Copy every record below, exactly as written.

— begin Record set —

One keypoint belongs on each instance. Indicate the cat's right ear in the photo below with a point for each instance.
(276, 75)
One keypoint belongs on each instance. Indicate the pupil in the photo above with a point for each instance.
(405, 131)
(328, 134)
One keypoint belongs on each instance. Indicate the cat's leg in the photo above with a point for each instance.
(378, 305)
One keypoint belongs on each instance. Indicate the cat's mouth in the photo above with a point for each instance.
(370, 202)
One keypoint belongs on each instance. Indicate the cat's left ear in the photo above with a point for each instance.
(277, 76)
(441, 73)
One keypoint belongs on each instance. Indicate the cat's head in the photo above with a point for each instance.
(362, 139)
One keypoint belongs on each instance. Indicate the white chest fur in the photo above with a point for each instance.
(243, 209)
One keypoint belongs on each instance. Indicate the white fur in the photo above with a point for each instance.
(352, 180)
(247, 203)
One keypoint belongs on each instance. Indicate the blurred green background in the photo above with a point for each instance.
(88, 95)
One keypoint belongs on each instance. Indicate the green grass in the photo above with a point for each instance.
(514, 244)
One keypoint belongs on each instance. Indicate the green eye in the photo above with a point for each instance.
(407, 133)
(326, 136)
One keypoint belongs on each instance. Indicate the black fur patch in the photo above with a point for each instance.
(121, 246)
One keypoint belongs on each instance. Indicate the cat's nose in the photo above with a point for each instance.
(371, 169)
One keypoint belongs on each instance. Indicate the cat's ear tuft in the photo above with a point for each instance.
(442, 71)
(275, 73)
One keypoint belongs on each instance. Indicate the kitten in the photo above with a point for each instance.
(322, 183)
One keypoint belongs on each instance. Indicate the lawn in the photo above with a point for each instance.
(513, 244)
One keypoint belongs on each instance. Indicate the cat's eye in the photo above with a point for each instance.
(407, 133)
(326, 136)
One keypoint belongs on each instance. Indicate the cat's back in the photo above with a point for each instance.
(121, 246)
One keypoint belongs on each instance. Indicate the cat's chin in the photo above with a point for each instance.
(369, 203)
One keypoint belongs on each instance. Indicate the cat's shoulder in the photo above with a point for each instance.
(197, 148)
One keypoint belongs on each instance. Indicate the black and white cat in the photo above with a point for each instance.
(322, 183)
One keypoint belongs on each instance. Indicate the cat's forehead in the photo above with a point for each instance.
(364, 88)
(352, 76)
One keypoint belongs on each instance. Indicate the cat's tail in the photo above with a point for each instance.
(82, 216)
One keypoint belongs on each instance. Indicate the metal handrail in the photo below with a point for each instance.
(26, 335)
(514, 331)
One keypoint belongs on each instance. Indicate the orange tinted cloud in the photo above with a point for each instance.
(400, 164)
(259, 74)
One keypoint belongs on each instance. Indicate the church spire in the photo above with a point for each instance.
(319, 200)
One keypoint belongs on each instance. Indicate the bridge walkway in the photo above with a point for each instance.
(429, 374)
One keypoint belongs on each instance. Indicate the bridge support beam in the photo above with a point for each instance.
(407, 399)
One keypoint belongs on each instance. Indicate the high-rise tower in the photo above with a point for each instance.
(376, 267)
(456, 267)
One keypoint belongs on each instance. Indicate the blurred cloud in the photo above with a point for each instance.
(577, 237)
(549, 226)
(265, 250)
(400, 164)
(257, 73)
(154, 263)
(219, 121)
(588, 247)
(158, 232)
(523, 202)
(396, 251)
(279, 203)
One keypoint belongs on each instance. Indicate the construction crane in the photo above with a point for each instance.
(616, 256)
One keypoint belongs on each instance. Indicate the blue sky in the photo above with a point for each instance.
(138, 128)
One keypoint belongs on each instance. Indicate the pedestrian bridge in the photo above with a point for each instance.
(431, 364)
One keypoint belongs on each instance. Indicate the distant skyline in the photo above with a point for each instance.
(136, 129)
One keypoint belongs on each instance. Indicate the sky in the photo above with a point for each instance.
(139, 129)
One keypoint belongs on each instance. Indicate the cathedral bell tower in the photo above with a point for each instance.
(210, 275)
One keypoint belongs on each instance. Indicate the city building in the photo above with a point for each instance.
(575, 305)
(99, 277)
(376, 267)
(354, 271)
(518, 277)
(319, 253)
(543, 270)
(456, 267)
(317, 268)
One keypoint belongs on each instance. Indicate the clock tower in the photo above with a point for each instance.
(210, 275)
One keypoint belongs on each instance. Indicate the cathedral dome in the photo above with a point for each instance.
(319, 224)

— end Record set —

:: Solution to this task ::
One keypoint belongs on each instance. Indicate the cat's right ear in the photo below with a point for each instance.
(276, 75)
One keypoint belongs on each instance. Indicate the pupil in the photo above with a point for each instance.
(405, 131)
(328, 134)
One keypoint belongs on each instance. Indicate the cat's leg in the photo above with a point for each instance.
(378, 305)
One keypoint belongs on each instance. Indicate the cat's mouth in the photo above with a point for each instance.
(370, 202)
One keypoint belongs on each instance. Indicate the cat's left ear in the photo above with a point for each instance.
(277, 76)
(441, 73)
One keypoint belongs on each instance. Indicate the cat's head in the photo above with a point for each instance.
(362, 139)
One keypoint belongs on each instance. Indicate the white chest fur in the photo above with a point for each instance.
(243, 209)
One keypoint belongs on each instance. Indicate the white fur in the photo above with a point for each instance.
(352, 180)
(247, 203)
One keypoint belongs on each instance. Indicate the blurred green background in the photo above with a point for each instance.
(88, 95)
One keypoint belongs on each instance. Indicate the green grass in the photo above with a point for each instance.
(514, 244)
One keypoint belongs on each instance. Indicate the green eye in the photo above with a point for each instance.
(407, 133)
(326, 136)
One keypoint belongs on each instance. Indicate the black fur patch in the photo above with a point for each instance.
(121, 246)
One keypoint belongs on each instance. Indicate the cat's nose in the photo above with a point for each instance.
(371, 169)
One keypoint belongs on each instance. Indicate the cat's ear tuft in the photo above with a point for each instance.
(442, 71)
(275, 73)
One keypoint belongs on each instance. Indicate the kitten in the photo above with a point for each instance.
(322, 183)
One keypoint belongs on each instance. Indicate the lawn in the photo above with a point for each instance.
(513, 244)
One keypoint belongs on each instance. Indicate the cat's eye in the photo above with a point for each instance.
(407, 133)
(326, 136)
One keypoint belongs on each instance. Indicate the cat's back in the photo above with a point for each instance.
(121, 246)
One keypoint belongs on each instance. Indicate the cat's chin in the photo above with a point for each instance.
(369, 203)
One keypoint belongs on each instance. Indicate the cat's shoulder in the photo above with a point for each instance.
(197, 148)
One keypoint belongs on each instance. Indicate the black and white cat in the photo above with a point for each instance.
(322, 183)
One keypoint belongs on each instance. Indicate the cat's forehead in the photo above with a point for each instance.
(364, 88)
(352, 76)
One keypoint belongs on each instance. Indicate the cat's tail in the photo above with a point for each instance.
(82, 216)
One keypoint belongs on each instance. Indicate the metal handrail in the photo below with a point for each instance.
(26, 335)
(514, 331)
One keypoint belongs on each instance. Indicate the orange tinted cloud in the photo above with a point for each instance.
(400, 164)
(259, 74)
One keypoint belongs on each instance. Indicate the church spire in the photo above with a point for each instance.
(319, 200)
One keypoint belongs on each instance. Indicate the bridge walkway in the photo above with a point for each instance.
(429, 374)
One keypoint belongs on each instance. Indicate the bridge support beam in the photo above with a point for each instance.
(407, 399)
One keypoint belongs on each instance. Indicate the high-rise tower in the photo above with a point for each instance.
(376, 267)
(456, 267)
One keypoint belongs on each instance. Indicate the blurred cloud in the photo above with a point for each instance.
(577, 237)
(549, 226)
(265, 250)
(400, 164)
(257, 73)
(154, 263)
(219, 121)
(588, 247)
(158, 232)
(523, 202)
(396, 251)
(279, 203)
One keypoint belongs on each instance. Indicate the construction crane in the photo above with a point for each instance.
(616, 256)
One keypoint belongs on each instance. Indicate the blue sky in the photo above with a point for each instance.
(138, 128)
One keypoint belongs on each instance. Indicate the pedestrian bridge in the photo above with a point for each instance.
(431, 364)
One keypoint belongs on each instance. Indicate the distant skyline in the photo above with a point for each instance.
(136, 129)
One keypoint belongs on each instance. Indicate the sky in the photo above with a point for each instance.
(139, 129)
One keypoint belongs on each instance. Indicate the cathedral bell tower in the photo above with a point for each instance.
(210, 275)
One keypoint belongs on each instance. Indicate the city building in the photo above with a point for each instance.
(575, 305)
(99, 277)
(376, 267)
(354, 271)
(518, 277)
(319, 253)
(543, 270)
(456, 267)
(317, 268)
One keypoint belongs on each instance. Indicate the clock tower in the photo above with a point for each instance.
(210, 275)
One keypoint belongs on each instance. Indicate the cathedral dome in the photo above with a point for each instance.
(319, 224)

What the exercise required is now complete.